- WHAT IS BEING ASKED: Each line below is to be copied out exactly, and none may be omitted.

Top of EXERCISE MATERIAL

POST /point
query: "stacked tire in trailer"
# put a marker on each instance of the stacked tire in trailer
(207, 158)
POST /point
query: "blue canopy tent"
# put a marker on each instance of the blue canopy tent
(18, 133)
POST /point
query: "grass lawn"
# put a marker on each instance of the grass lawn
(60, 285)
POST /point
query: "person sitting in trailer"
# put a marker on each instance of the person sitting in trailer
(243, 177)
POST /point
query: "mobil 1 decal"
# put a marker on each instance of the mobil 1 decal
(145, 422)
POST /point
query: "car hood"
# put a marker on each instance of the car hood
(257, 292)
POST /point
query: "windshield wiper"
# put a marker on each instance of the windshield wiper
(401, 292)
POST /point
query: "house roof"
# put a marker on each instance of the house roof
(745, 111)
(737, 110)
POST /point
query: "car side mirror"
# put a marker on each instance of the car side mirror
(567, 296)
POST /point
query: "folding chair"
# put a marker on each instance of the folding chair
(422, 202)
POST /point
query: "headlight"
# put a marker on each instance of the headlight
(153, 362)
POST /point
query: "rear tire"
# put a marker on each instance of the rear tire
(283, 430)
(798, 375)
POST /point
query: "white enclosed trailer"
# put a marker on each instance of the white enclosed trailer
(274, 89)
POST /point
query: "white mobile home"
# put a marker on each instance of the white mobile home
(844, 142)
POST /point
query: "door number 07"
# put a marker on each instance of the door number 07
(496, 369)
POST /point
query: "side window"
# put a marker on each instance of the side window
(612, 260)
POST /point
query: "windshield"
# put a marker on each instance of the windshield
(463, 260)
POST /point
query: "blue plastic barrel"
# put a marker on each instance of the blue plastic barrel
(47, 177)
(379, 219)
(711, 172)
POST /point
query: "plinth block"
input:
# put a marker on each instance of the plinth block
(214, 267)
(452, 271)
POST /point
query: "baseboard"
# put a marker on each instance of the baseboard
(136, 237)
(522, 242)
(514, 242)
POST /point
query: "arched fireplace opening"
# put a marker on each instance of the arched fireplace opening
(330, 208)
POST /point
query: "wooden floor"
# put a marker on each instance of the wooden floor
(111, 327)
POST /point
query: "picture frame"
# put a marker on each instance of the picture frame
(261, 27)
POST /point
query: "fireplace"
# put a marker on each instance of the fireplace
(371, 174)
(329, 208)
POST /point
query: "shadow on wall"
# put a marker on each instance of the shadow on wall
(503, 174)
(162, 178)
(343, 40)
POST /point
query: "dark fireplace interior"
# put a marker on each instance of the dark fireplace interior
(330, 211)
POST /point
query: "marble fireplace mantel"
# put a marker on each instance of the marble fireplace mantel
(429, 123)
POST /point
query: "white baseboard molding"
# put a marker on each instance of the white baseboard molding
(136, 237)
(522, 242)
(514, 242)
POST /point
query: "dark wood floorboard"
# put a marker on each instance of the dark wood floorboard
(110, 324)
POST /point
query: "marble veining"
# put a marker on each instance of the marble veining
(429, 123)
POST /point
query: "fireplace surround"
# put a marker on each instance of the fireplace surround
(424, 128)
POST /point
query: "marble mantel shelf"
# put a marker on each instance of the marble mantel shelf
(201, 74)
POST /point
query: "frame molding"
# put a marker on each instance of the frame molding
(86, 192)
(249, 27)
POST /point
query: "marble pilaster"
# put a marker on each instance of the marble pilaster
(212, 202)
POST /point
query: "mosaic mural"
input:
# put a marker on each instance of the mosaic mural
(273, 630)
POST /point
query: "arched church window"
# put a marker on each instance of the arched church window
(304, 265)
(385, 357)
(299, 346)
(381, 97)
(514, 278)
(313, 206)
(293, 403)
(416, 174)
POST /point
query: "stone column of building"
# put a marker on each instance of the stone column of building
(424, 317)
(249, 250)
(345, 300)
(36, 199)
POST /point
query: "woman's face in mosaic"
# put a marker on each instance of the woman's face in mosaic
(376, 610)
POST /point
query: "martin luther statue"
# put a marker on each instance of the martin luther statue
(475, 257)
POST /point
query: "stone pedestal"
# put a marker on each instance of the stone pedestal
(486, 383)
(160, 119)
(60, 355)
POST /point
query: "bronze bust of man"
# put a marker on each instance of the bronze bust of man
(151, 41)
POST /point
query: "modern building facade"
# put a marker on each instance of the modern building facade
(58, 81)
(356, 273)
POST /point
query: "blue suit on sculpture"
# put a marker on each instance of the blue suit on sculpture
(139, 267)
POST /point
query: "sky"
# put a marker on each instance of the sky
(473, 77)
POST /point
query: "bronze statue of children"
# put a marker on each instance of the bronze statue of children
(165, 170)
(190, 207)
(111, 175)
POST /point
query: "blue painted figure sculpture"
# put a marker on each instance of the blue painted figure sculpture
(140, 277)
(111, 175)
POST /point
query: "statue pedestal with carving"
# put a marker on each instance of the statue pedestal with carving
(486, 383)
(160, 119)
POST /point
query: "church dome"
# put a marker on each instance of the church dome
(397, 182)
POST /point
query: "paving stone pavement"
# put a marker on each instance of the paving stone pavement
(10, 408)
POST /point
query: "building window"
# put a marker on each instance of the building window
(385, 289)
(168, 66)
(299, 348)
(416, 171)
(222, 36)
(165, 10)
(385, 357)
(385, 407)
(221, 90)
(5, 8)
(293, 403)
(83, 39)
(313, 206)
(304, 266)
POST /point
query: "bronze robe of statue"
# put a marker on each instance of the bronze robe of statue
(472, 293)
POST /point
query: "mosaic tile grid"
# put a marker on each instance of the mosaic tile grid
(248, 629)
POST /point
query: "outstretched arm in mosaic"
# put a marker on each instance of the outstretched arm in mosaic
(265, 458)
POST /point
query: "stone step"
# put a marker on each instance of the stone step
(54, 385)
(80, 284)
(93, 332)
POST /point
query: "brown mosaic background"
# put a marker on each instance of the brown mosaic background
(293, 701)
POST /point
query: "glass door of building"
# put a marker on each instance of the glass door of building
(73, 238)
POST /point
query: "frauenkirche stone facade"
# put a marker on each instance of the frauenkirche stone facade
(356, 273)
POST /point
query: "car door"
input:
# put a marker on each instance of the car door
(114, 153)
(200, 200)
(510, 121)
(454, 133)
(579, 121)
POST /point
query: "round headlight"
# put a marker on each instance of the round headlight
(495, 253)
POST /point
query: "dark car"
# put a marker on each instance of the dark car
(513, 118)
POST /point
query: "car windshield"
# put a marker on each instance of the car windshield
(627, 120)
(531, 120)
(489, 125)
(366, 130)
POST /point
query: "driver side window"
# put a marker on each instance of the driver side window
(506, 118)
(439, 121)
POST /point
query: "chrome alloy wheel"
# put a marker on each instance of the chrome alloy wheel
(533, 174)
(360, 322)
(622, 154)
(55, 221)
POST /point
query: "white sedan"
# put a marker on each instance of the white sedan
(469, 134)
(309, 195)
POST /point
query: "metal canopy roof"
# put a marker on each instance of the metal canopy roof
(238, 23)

Bottom of EXERCISE MATERIAL

- RESPONSE BELOW:
POST /point
query: "stacked tire in trailer"
# put a marker on each instance of the stacked tire in trailer
(207, 158)
POST /point
query: "blue canopy tent"
# put a marker on each instance of the blue canopy tent
(18, 133)
POST /point
query: "grass lawn"
# put a marker on each instance of the grass lawn
(60, 285)
POST /point
query: "person sitting in trailer"
# put a marker on each instance of the person sitting in trailer
(243, 177)
POST /point
query: "mobil 1 decal"
# put a marker on each instance of the mobil 1 decal
(145, 422)
POST /point
query: "car hood"
# put a marker on each instance of the car hood
(257, 292)
POST /point
query: "windshield wiper"
# put a marker on each instance of the windshield wiper
(401, 292)
POST /point
query: "house roof"
# put a marker on each instance of the house roof
(745, 111)
(737, 110)
POST /point
query: "car side mirror"
# put a marker on each instance of the car side mirror
(567, 296)
POST /point
query: "folding chair"
# put a marker on each instance of the folding chair
(422, 202)
POST /point
query: "headlight"
# put a marker on each instance of the headlight
(153, 362)
POST /point
query: "rear tire"
# put a marker on each instance of the rear tire
(283, 430)
(798, 375)
POST /point
query: "white enclosed trailer"
# put a marker on each instance of the white enclosed trailer
(274, 89)
POST /point
query: "white mobile home"
# put a marker on each instance of the white mobile home
(844, 142)
POST /point
query: "door number 07"
# put a marker on each instance of the door number 07
(496, 369)
POST /point
query: "side window"
# put a marker on each instance of the side window
(612, 260)
POST /point
query: "windshield"
# put a marker on each instance of the windshield
(463, 260)
POST /point
query: "blue plastic barrel"
# put a marker on each instance of the blue plastic barrel
(47, 177)
(379, 219)
(711, 172)
POST /point
query: "plinth block"
input:
# put a marker on each instance of the plinth block
(214, 267)
(452, 271)
POST /point
query: "baseboard"
# put a marker on each instance of the baseboard
(136, 237)
(522, 242)
(514, 242)
POST /point
query: "arched fireplace opening"
# put a marker on each instance of the arched fireplace opening
(330, 208)
POST /point
query: "wooden floor"
# put a marker on each instance of the wooden floor
(111, 327)
POST /point
query: "picture frame"
# put a marker on each instance of the picture frame
(261, 27)
POST /point
query: "fireplace"
# put a marker on each instance of the fireplace
(371, 174)
(329, 208)
POST /point
query: "shadow on wall"
# put a marker on each instance of the shadow on wall
(503, 174)
(162, 178)
(343, 40)
POST /point
query: "dark fireplace interior"
# put a marker on each instance of the dark fireplace interior
(330, 211)
POST /point
query: "marble fireplace mantel"
# put a marker on each instance of the marble fireplace mantel
(429, 123)
POST /point
query: "white baseboard molding"
# put a marker on each instance of the white baseboard molding
(136, 237)
(522, 242)
(514, 242)
POST /point
query: "dark wood floorboard"
# put a marker on each instance of the dark wood floorboard
(110, 324)
POST /point
query: "marble veining"
# put a marker on each instance of the marble veining
(429, 123)
POST /point
query: "fireplace surround"
# put a marker on each instance of the fireplace surround
(424, 128)
POST /point
query: "marble mantel shelf"
# put a marker on each instance of the marble mantel shelf
(201, 74)
POST /point
query: "frame molding"
# put a marker on each instance of the frame molding
(86, 192)
(249, 27)
POST /point
query: "marble pilaster"
# put a marker on each instance of the marble pilaster
(212, 202)
POST /point
query: "mosaic mural"
input:
# put a marker on each instance of the mosaic mural
(273, 630)
POST /point
query: "arched church window"
# put a marker on each instance of the arched church window
(304, 265)
(385, 357)
(299, 346)
(381, 97)
(514, 278)
(313, 206)
(293, 403)
(416, 174)
POST /point
query: "stone column of building"
# put a marker on each instance of the stone column of building
(424, 317)
(249, 250)
(345, 300)
(36, 199)
POST /point
query: "woman's face in mosaic"
# put a marker on each instance of the woman's face in mosaic
(376, 610)
POST /point
query: "martin luther statue"
# put a marker on each instance of the martin luther statue
(475, 257)
POST /point
query: "stone pedestal"
# put a marker on each instance of the stone pedestal
(486, 383)
(160, 119)
(60, 355)
POST /point
query: "bronze bust of man"
# put a marker on each instance of the bronze bust of man
(151, 41)
POST /point
query: "modern building facade"
# put a marker on each instance of the modern building facade
(58, 81)
(356, 273)
POST /point
query: "blue suit on sculpture"
# put a marker on each instance of the blue suit on sculpture
(139, 267)
POST /point
query: "sky"
# put a marker on each instance of the sky
(473, 77)
POST /point
query: "bronze statue of children"
# put a marker on each instance of the bronze statue of children
(165, 170)
(190, 207)
(111, 175)
POST /point
query: "blue painted figure sculpture"
# put a marker on each instance of the blue painted figure sculpture
(140, 277)
(111, 175)
POST /point
query: "statue pedestal with carving"
# put a marker on each instance of the statue pedestal with carving
(486, 383)
(160, 119)
POST /point
query: "church dome"
# put a marker on each instance of the church dome
(397, 182)
POST /point
query: "paving stone pavement"
# put a marker on each instance of the paving stone pavement
(10, 408)
POST /point
query: "building window"
# put a marker on each instance of the building window
(385, 289)
(168, 66)
(299, 348)
(416, 171)
(222, 36)
(165, 10)
(385, 357)
(385, 407)
(221, 90)
(5, 8)
(293, 403)
(83, 39)
(313, 206)
(304, 266)
POST /point
query: "bronze robe of statue"
# put a marker on each instance of the bronze robe of statue
(472, 293)
POST /point
query: "mosaic tile grid"
# put a marker on each instance of the mosaic tile grid
(248, 629)
POST /point
query: "outstretched arm in mosaic"
# put a marker on each instance of the outstretched arm in mosaic
(265, 458)
POST /point
query: "stone step"
# put a marker on each instance of the stone step
(54, 385)
(80, 284)
(93, 332)
POST /point
query: "brown mosaic background"
# put a marker on each instance of the brown mosaic background
(293, 701)
POST /point
query: "glass door of building"
# put a marker on each instance of the glass door of building
(73, 238)
POST /point
query: "frauenkirche stone facade"
# put a marker on each instance of the frauenkirche stone facade
(356, 273)
POST /point
query: "car door"
input:
# put a marker on each instance of the car door
(114, 153)
(200, 200)
(510, 121)
(454, 133)
(579, 121)
POST /point
query: "round headlight"
# put a marker on each instance of the round headlight
(495, 253)
POST /point
query: "dark car"
# put a marker on each instance of the dark car
(513, 118)
POST /point
query: "car windshield"
# put a marker on each instance of the car windshield
(627, 120)
(531, 120)
(489, 125)
(366, 130)
POST /point
query: "driver side window"
# put a marker on each instance of the driver side window
(506, 118)
(439, 121)
POST /point
query: "chrome alloy wheel"
# put a marker on each instance of the chrome alloy wheel
(533, 174)
(360, 322)
(622, 154)
(55, 221)
POST /point
query: "white sedan"
# put a marker on each instance of the white sedan
(469, 134)
(309, 195)
POST /point
query: "metal canopy roof"
# put a marker on each instance of the metal canopy roof
(238, 23)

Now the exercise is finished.